* [Text excerpt]:
####

BILLINGS, Mont. >> Rainstorms grew more erratic and droughts much longer across most of the U.S. West over the past half-century as climate change warmed the planet, according to a sweeping government study released today that concludes the situation is worsening.

The most dramatic changes were recorded in the desert Southwest, where the average dry period between rainstorms grew from about 30 days in the 1970s to 45 days between storms now, said Joel Biederman, a research hydrologist with the U.S. Department of Agriculture Southwest Watershed Research Center in Tucson, Arizona.

The consequences of the intense dry periods that pummeled areas of the West in recent years were severe — more intense and dangerous wildfires, parched croplands and not enough vegetation to support livestock and wildlife. And the problem appears to be accelerating, with rainstorms becoming increasingly unpredictable, and more areas showing longer intervals between storms since the turn of the century compared to prior decades, the study concludes.

The study comes with almost two-thirds of the contiguous U.S. beset by abnormally dry conditions. Warm temperatures forecast for the next several months could make it the worst spring drought in almost a decade, affecting roughly 74 million people across the U.S., the National Oceanic and Atmospheric Administration said.

Water use cutbacks, damaged wheat crops, more fires and lower reservoirs in California and the Southwest are possible, weather service and agriculture officials have warned. Climate scientists are calling what’s happening in the West a continuation of a “megadrought” that started in 1999.

While previous research documented a decline in total rainfall for much of the West, the work by Biederman and colleagues put more focus on when that rain occurs. That has significant implications for how much water is available for agriculture and plants such as grasses that have shallow roots and need a steadier supply of moisture than large trees.

“Once the growing season starts, the total amount of rainfall is important. But if it comes in just a few large storms, with really long dry periods in between, that can have really detrimental consequences,” study co-author Biederman said in an interview.

The total amount of rain in a year doesn’t matter to plants — especially if rains come mostly in heavy bursts with large run-off — but consistent moisture is what keeps them alive, said UCLA meteorologist Daniel Swain, who writes a weather blog about the West and was not part of the study.

The new findings were published in the journal Geophysical Research Letters. Researchers led by University of Arizona climate scientist Fangyue Zhang compiled daily readings going back to 1976 from 337 weather stations across the western U.S. and analyzed rainfall and drought data to identify the changing patterns.

Other parts of the region that saw longer and more variable droughts included the southwest Rocky Mountains, the Colorado Plateau and the Central Plains.

The rainfall study is in line with data that shows climate change already is affecting the planet.

“Climate models project that the American Southwest is very likely to experience more frequent and more severe droughts,” said William Anderegg, a University of Utah biologist and climate scientist. “This study and other recent work demonstrates that this dry down has already begun.”

The weather station data that was used in the study represents “the gold standard’ for an accurate understanding of changes being driven by climate change, said Christopher Field, an earth systems scientist and director of the Stanford Woods Institute for the Environment.

Park Williams — who studies changes in water, wildfires and climate at UCLA — cautioned more work was needed to see if the rainfall trends since the 1970s reflect a longer-term natural cycle or are tied to human-caused warming. Regardless, the combination of longer dry spells and warmer temperatures almost certainly adds to increased wildfire size, he said.

Northwestern states were largely spared from the accelerating cycles of drought. The researchers observed higher annual rainfall totals and shorter drought intervals in Washington, Oregon, Idaho and portions of Montana, Wyoming and the Dakotas.

That’s consistent with predicted alterations in weather patterns driven by climate change in which the jet stream that brings moisture from the Pacific Ocean shifts northward, they said.

####

* [Data]:
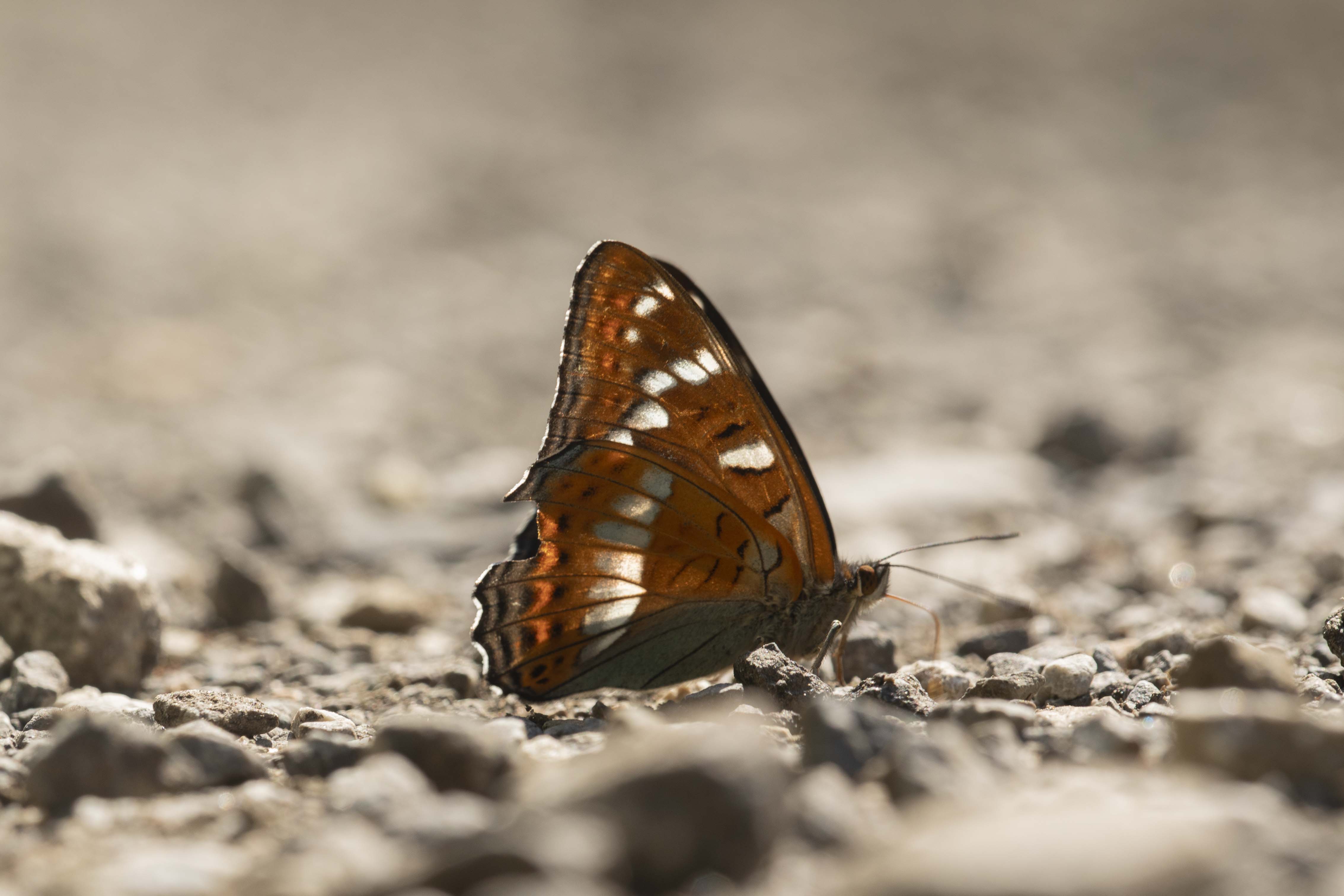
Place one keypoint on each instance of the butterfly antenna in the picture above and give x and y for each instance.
(826, 647)
(1002, 536)
(937, 622)
(1003, 600)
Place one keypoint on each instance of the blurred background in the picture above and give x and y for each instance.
(1066, 268)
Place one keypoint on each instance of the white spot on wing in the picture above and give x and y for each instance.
(608, 589)
(754, 456)
(598, 645)
(636, 507)
(658, 483)
(689, 371)
(656, 382)
(647, 416)
(605, 617)
(623, 565)
(623, 534)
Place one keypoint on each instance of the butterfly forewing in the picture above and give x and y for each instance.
(643, 365)
(675, 514)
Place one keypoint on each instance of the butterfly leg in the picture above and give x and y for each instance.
(826, 647)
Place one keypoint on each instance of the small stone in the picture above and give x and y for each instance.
(1316, 690)
(42, 719)
(1080, 443)
(92, 756)
(788, 682)
(236, 715)
(452, 753)
(377, 785)
(1174, 639)
(222, 761)
(1142, 695)
(973, 711)
(1107, 660)
(687, 806)
(319, 756)
(940, 679)
(36, 680)
(54, 503)
(847, 735)
(389, 605)
(1109, 735)
(1068, 679)
(308, 721)
(1010, 664)
(1111, 684)
(897, 691)
(1232, 663)
(1253, 734)
(1334, 635)
(1275, 609)
(869, 651)
(566, 727)
(941, 762)
(515, 730)
(1002, 637)
(1022, 686)
(721, 696)
(241, 592)
(91, 606)
(89, 699)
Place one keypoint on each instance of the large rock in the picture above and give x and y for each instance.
(847, 735)
(788, 682)
(88, 605)
(683, 804)
(95, 756)
(36, 682)
(1232, 663)
(236, 715)
(54, 503)
(869, 652)
(1262, 734)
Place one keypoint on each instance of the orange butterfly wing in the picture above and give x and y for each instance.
(675, 514)
(644, 577)
(647, 358)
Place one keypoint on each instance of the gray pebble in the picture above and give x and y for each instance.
(1069, 678)
(36, 680)
(236, 715)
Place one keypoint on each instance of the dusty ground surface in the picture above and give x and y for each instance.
(280, 300)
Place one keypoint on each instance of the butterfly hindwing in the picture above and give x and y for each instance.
(676, 516)
(625, 547)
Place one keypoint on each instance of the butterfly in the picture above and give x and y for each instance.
(678, 524)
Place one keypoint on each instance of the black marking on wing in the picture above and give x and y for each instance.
(777, 507)
(745, 363)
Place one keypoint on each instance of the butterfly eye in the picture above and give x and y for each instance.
(869, 579)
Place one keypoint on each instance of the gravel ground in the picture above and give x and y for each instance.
(280, 295)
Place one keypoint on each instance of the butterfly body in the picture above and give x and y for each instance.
(678, 523)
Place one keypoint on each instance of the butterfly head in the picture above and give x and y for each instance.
(869, 582)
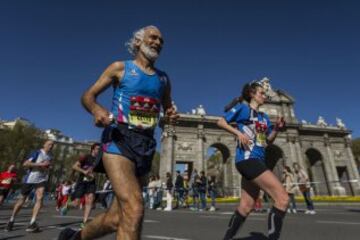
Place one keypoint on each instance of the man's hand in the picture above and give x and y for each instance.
(102, 117)
(280, 124)
(171, 115)
(244, 141)
(44, 165)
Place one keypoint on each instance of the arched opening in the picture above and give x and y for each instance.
(316, 170)
(217, 165)
(274, 159)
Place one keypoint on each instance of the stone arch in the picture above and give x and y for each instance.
(316, 171)
(274, 158)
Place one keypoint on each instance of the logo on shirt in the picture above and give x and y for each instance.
(133, 72)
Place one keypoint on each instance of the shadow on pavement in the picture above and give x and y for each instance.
(11, 237)
(254, 236)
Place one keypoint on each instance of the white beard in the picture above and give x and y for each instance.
(149, 53)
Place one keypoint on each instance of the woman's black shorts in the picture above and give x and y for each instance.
(251, 168)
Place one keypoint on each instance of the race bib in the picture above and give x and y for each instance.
(6, 181)
(260, 128)
(144, 112)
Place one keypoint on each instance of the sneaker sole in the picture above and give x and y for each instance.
(33, 230)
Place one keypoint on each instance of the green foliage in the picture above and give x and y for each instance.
(355, 146)
(155, 167)
(17, 144)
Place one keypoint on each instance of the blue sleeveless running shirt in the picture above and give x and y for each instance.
(256, 125)
(137, 98)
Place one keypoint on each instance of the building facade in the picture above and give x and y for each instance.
(323, 150)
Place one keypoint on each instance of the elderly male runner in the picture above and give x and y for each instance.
(128, 144)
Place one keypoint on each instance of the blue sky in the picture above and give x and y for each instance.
(51, 51)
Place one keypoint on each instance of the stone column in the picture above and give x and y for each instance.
(167, 158)
(293, 157)
(352, 168)
(331, 172)
(200, 153)
(300, 155)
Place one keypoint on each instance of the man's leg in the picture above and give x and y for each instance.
(103, 223)
(249, 193)
(1, 199)
(130, 211)
(38, 204)
(89, 200)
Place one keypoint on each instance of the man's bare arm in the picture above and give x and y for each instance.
(111, 75)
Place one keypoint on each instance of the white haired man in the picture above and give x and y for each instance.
(127, 141)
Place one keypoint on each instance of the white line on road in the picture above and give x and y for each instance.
(80, 217)
(335, 222)
(164, 237)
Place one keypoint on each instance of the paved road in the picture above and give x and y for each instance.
(330, 223)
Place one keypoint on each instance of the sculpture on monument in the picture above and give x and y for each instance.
(265, 82)
(339, 123)
(321, 122)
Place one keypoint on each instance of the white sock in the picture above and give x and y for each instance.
(33, 219)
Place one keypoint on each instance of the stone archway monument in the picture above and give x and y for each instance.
(188, 141)
(330, 162)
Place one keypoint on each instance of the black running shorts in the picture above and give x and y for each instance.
(251, 168)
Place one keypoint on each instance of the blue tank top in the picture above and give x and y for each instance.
(137, 99)
(256, 125)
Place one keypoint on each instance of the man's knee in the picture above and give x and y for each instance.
(282, 199)
(246, 207)
(112, 220)
(133, 213)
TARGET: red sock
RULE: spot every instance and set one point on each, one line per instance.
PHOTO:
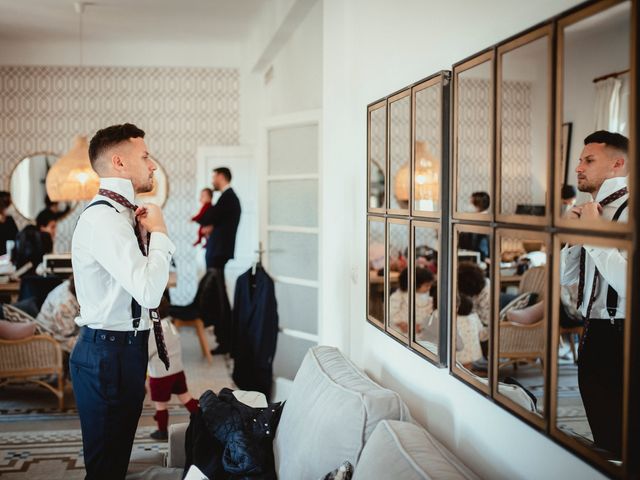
(162, 417)
(192, 405)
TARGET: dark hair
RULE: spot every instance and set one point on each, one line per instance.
(45, 217)
(465, 305)
(471, 278)
(224, 171)
(481, 200)
(615, 140)
(5, 200)
(567, 192)
(111, 136)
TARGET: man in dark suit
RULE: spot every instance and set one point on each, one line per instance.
(221, 223)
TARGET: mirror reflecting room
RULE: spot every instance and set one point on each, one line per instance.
(375, 280)
(427, 148)
(426, 320)
(377, 157)
(400, 152)
(471, 304)
(595, 97)
(524, 122)
(398, 278)
(28, 189)
(588, 370)
(473, 134)
(521, 331)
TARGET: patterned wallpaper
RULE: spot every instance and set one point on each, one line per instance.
(44, 108)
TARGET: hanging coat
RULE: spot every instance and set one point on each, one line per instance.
(255, 331)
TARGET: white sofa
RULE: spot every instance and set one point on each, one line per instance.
(335, 413)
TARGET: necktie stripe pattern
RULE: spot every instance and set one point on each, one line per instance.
(583, 256)
(153, 313)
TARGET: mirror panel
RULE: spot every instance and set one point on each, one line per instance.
(521, 322)
(377, 153)
(588, 360)
(473, 134)
(400, 152)
(427, 169)
(376, 270)
(426, 319)
(524, 123)
(594, 93)
(398, 278)
(471, 305)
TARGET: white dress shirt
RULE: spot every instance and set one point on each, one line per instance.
(610, 262)
(109, 267)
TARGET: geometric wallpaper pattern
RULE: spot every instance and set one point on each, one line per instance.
(45, 107)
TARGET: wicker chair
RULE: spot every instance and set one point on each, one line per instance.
(30, 358)
(521, 343)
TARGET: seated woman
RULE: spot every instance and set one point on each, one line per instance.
(470, 331)
(399, 300)
(58, 313)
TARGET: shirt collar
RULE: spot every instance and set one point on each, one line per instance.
(123, 186)
(611, 185)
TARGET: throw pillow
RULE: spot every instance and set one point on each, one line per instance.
(343, 472)
(16, 331)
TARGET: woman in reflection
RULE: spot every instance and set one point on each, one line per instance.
(399, 300)
(8, 227)
(470, 332)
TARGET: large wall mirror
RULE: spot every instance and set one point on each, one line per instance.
(523, 128)
(377, 157)
(521, 323)
(376, 271)
(428, 147)
(473, 138)
(588, 372)
(399, 117)
(398, 293)
(28, 190)
(594, 92)
(471, 305)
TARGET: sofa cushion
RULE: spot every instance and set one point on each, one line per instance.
(405, 451)
(331, 412)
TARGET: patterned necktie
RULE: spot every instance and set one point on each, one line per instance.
(583, 257)
(153, 313)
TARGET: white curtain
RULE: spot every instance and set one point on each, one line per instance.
(611, 110)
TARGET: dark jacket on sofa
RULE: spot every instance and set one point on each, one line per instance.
(227, 439)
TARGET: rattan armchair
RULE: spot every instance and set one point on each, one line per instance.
(30, 359)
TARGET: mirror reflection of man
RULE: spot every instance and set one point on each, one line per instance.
(600, 274)
(220, 223)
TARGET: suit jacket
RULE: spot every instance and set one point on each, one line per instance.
(224, 216)
(255, 331)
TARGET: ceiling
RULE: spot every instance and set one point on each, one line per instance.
(129, 20)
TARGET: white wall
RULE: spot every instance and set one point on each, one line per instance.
(372, 48)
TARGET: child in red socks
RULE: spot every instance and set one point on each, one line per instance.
(163, 382)
(206, 196)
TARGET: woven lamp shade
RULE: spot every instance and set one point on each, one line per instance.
(71, 178)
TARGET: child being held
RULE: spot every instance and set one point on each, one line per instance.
(163, 382)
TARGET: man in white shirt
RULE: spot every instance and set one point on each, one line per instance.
(600, 274)
(116, 285)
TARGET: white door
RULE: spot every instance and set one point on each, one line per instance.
(290, 227)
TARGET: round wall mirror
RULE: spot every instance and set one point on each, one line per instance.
(160, 190)
(28, 191)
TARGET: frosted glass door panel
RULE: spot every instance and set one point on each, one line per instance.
(293, 150)
(293, 203)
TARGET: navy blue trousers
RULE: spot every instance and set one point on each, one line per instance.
(108, 372)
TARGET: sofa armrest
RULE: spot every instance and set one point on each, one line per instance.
(176, 455)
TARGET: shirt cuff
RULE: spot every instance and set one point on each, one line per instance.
(160, 241)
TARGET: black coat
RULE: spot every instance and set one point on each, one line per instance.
(255, 331)
(227, 439)
(225, 217)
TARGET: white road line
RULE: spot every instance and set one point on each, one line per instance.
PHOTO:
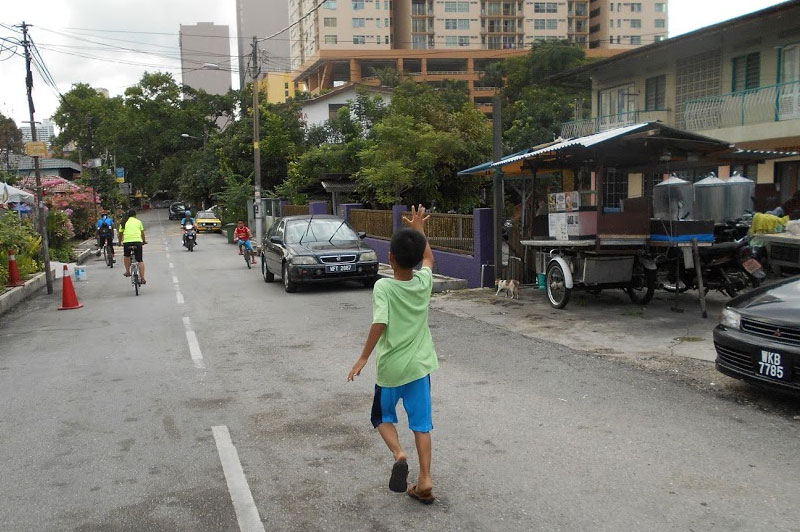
(243, 503)
(194, 345)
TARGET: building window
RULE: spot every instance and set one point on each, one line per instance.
(746, 72)
(655, 98)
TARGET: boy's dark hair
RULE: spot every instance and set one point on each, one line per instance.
(407, 247)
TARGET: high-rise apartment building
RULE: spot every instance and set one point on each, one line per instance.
(469, 24)
(626, 25)
(45, 131)
(206, 57)
(262, 19)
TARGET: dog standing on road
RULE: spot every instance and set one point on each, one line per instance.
(510, 287)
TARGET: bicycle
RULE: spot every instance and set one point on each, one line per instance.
(135, 279)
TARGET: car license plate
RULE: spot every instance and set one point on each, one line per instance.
(752, 266)
(771, 365)
(338, 268)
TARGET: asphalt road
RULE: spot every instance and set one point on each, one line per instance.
(112, 418)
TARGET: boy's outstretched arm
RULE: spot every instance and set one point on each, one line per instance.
(374, 335)
(417, 221)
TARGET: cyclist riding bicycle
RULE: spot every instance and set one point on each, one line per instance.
(188, 219)
(105, 232)
(131, 234)
(242, 236)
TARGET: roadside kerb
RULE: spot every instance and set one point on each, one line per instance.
(13, 296)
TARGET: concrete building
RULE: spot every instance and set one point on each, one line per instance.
(279, 86)
(44, 132)
(737, 81)
(206, 57)
(261, 19)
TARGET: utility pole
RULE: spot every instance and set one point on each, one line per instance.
(256, 146)
(39, 190)
(497, 182)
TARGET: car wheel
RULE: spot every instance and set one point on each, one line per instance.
(557, 291)
(268, 275)
(288, 285)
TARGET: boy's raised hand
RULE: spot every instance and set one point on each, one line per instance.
(418, 218)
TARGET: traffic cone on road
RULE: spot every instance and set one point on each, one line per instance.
(69, 299)
(14, 278)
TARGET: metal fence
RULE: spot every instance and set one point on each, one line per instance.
(754, 106)
(450, 232)
(376, 224)
(293, 210)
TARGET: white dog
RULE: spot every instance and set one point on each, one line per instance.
(510, 287)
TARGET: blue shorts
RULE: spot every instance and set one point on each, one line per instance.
(416, 396)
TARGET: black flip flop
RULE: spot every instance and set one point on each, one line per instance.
(399, 479)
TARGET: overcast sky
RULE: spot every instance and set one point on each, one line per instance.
(72, 35)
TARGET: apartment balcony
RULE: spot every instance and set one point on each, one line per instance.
(590, 126)
(751, 115)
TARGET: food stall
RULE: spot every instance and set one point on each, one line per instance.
(588, 233)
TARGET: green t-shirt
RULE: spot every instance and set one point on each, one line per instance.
(405, 349)
(133, 231)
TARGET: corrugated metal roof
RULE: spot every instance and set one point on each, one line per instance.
(587, 141)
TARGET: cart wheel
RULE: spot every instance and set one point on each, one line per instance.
(643, 284)
(557, 291)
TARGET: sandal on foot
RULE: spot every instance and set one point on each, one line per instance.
(399, 479)
(425, 497)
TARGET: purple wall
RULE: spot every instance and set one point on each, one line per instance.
(466, 267)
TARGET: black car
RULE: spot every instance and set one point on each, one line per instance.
(316, 248)
(177, 209)
(758, 338)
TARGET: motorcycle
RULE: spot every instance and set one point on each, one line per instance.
(189, 236)
(728, 267)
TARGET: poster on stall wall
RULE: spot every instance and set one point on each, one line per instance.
(557, 223)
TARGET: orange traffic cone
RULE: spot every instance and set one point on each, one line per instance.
(69, 300)
(14, 278)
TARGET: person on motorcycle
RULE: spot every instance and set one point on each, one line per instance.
(187, 219)
(105, 232)
(242, 236)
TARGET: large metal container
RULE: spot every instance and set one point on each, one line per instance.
(673, 199)
(739, 192)
(709, 199)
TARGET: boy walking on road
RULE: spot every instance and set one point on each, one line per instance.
(406, 356)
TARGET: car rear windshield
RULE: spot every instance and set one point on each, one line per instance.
(320, 230)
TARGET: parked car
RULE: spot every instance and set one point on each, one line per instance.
(316, 248)
(758, 338)
(207, 221)
(177, 209)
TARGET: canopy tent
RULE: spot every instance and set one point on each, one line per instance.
(10, 194)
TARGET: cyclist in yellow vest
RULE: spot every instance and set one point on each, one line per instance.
(131, 234)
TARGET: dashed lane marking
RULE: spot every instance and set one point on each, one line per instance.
(194, 345)
(242, 498)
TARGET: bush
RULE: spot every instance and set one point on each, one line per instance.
(19, 235)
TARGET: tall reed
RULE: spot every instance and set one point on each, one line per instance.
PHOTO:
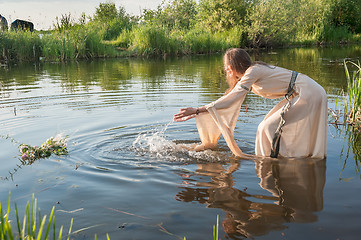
(32, 226)
(353, 103)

####

* [Exercise instructions]:
A) Reproduce verbatim the portion of the drought article between "Park Williams —" and "and the Dakotas.", inclusive.
B) Answer these questions from the drought article:
(i) In the desert Southwest, how long was the average dry period between rainstorms in the 1970s?
(ii) In what year did the "megadrought" that climate scientists describe begin?
(iii) How many weather stations supplied the daily readings the researchers compiled?

* [Numbered answers]:
A)
Park Williams — who studies changes in water, wildfires and climate at UCLA — cautioned more work was needed to see if the rainfall trends since the 1970s reflect a longer-term natural cycle or are tied to human-caused warming. Regardless, the combination of longer dry spells and warmer temperatures almost certainly adds to increased wildfire size, he said.

Northwestern states were largely spared from the accelerating cycles of drought. The researchers observed higher annual rainfall totals and shorter drought intervals in Washington, Oregon, Idaho and portions of Montana, Wyoming and the Dakotas.

B)
(i) About 30 days.
(ii) 1999.
(iii) 337.